- **TASK BRIEF**
Pull out every line below that contains the string "wheel". Letter case matters.

- **ITEMS**
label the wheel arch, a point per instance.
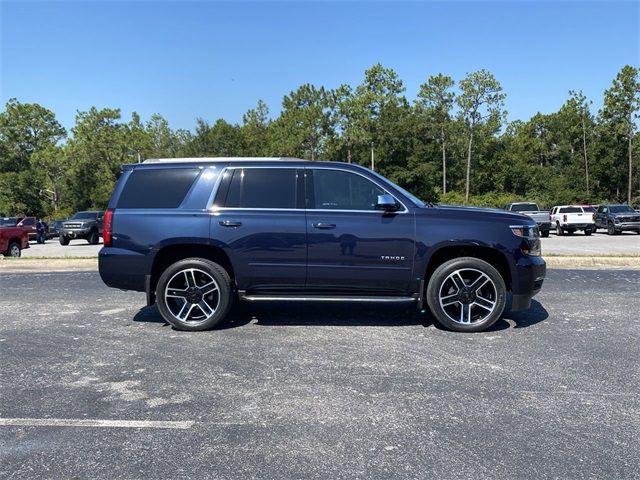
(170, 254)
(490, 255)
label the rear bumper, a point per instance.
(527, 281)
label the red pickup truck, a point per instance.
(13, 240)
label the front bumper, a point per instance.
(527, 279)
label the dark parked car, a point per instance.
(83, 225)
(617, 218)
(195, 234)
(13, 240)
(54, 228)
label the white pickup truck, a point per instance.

---

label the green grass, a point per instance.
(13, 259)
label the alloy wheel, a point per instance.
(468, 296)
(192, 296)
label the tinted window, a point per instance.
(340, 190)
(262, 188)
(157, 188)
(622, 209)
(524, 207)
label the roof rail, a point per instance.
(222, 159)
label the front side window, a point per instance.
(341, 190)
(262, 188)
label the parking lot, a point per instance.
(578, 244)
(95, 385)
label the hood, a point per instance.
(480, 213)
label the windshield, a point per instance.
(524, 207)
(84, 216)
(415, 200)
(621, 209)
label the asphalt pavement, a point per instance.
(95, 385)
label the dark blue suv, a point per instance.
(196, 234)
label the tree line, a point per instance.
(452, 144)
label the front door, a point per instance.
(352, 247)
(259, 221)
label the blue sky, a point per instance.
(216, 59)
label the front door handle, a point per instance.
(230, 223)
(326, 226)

- **EXERCISE SOLUTION**
label the wheel arch, a point per instance.
label the alloy wheel, a point per instance.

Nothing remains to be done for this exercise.